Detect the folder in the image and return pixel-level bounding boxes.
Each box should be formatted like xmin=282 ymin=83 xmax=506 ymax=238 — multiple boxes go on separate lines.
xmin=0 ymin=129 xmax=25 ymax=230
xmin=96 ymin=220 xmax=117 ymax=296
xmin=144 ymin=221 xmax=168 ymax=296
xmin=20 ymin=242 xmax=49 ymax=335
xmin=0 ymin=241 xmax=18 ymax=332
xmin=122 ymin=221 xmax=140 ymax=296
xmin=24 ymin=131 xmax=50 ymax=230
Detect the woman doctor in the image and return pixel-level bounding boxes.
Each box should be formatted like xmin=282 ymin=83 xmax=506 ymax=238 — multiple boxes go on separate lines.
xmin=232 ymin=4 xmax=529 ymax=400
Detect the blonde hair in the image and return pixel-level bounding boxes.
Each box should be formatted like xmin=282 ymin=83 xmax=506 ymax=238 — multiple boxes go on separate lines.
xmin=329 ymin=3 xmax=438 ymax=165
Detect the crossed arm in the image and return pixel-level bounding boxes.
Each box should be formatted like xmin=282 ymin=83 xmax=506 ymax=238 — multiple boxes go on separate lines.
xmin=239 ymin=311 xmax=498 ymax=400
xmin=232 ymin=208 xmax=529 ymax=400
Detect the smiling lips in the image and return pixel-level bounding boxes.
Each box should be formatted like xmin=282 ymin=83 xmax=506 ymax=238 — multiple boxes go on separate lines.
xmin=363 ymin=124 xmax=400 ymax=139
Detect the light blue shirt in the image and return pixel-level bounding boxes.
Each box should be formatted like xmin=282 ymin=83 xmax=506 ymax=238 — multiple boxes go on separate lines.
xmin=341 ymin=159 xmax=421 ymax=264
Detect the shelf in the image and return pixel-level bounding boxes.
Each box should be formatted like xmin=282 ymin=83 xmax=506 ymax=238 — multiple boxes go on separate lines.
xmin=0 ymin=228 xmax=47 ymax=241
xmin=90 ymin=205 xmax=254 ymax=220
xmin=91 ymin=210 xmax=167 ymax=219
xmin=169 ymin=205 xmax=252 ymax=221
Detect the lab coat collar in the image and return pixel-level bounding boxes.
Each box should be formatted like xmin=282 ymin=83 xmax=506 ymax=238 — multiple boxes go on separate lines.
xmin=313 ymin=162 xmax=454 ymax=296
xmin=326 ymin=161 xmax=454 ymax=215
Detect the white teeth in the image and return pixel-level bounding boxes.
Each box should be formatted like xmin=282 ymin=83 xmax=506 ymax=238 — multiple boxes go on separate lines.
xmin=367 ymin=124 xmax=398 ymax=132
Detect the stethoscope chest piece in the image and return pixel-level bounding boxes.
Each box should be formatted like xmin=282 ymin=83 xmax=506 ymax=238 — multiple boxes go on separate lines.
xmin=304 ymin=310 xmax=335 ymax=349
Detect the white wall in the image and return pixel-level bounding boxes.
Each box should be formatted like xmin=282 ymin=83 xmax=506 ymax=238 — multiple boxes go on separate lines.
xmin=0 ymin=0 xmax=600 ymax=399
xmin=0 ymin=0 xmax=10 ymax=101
--- --- ---
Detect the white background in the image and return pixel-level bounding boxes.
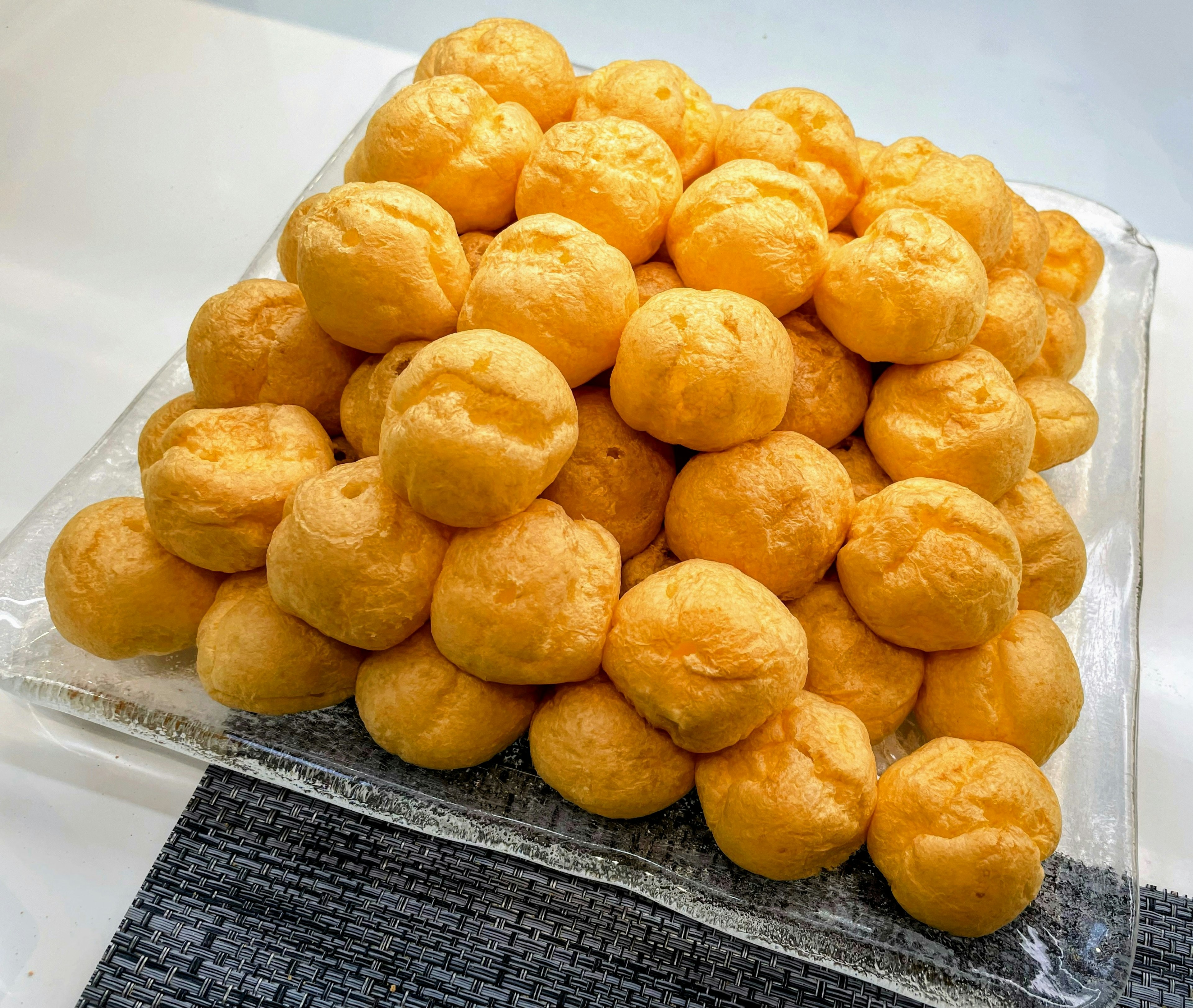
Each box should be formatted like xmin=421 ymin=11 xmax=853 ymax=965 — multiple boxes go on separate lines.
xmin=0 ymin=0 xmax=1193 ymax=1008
--- --- ---
▶ **TO DO**:
Copy the lines of the records from the one containing "Detect the crossed" through the one containing "xmin=239 ymin=311 xmax=498 ymax=400", keeping every line and adding 14 to each bounding-box coordinate in the answers. Leave all other text, including the sample box in the format line, unchanged.

▶ **COMPLETED TASK**:
Detect the crossed arm in the image and return pixel-level bounding boxes.
Each box should be formatted like xmin=282 ymin=83 xmax=506 ymax=238 — multiple boxes go on separate lines.
xmin=253 ymin=325 xmax=512 ymax=414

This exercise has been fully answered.